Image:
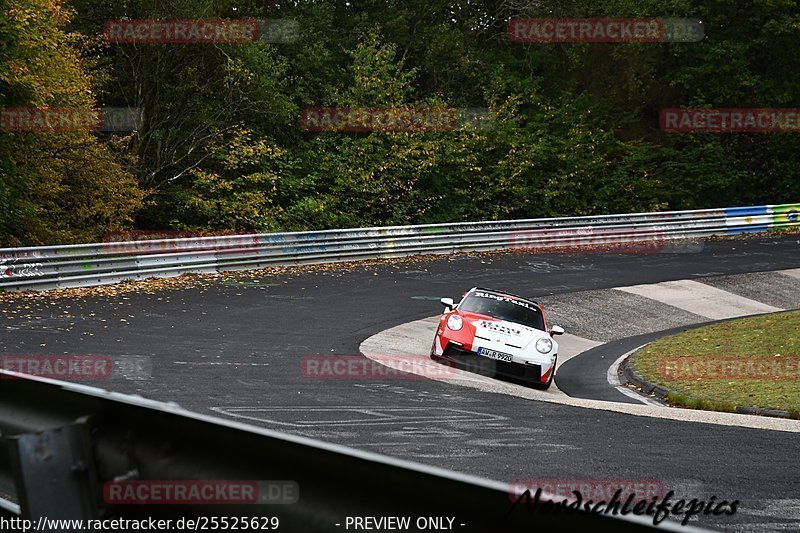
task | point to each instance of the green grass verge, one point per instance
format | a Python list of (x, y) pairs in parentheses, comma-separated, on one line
* * *
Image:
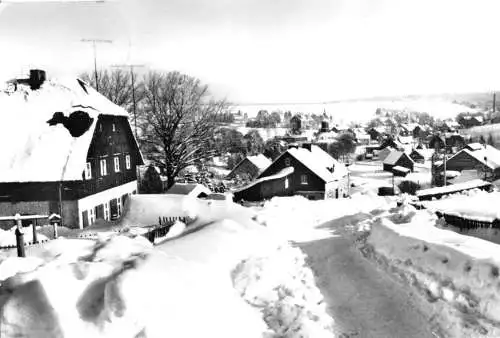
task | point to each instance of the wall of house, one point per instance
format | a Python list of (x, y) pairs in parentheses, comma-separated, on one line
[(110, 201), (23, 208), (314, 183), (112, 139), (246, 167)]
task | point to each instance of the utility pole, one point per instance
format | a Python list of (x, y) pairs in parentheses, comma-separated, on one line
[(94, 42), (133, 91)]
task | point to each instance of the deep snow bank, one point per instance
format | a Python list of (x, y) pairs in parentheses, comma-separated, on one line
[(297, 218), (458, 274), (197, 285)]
--
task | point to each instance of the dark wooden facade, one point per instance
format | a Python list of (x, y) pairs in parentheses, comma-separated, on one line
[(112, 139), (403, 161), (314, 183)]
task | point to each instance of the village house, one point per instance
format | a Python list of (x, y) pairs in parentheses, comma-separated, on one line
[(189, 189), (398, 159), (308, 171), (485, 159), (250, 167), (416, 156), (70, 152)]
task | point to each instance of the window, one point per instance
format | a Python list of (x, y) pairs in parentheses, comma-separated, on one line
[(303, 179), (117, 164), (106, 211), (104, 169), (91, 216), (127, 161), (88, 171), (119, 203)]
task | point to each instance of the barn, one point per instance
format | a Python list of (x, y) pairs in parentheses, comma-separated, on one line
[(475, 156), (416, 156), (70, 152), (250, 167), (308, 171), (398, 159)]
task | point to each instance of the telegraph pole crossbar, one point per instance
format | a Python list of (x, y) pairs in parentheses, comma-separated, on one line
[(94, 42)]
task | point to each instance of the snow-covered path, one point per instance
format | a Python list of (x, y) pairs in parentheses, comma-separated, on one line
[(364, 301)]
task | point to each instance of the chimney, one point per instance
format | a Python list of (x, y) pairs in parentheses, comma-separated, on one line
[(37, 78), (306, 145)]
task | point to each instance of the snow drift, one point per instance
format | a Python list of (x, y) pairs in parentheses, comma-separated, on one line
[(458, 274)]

**What to do**: Wherever the line holding "task | point to each instance of the window, one" falls in the entries above, copy exactly from it through the line holding "task | point to each instance of the barn, one", inclusive, and add nothing.

**Answer box**:
task | point to each instance of the window, one point per instance
format | a Python list of (x, y) pairs in parentheses, comma-separated, on one line
[(303, 179), (117, 164), (106, 211), (104, 169), (91, 216), (127, 161), (88, 171), (119, 203)]
task | point to each instance of the barn, one point per instance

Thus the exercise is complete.